▶ Work required
Instruction for the entries that follow: retype exactly the lines from the line with "Mark the stone" to the line with "Target: stone wall", both included, and omit all others.

▶ Exercise material

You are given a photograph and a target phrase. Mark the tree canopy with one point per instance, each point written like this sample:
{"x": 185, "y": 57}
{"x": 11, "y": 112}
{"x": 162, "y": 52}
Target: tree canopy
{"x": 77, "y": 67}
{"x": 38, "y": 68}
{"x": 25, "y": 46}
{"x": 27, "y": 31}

==

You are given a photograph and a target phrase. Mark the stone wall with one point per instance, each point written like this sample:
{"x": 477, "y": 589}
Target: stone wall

▶ Written response
You are given a photograph and a target phrase. Mark the stone wall with one point per instance, each point written like this sample:
{"x": 477, "y": 589}
Target: stone wall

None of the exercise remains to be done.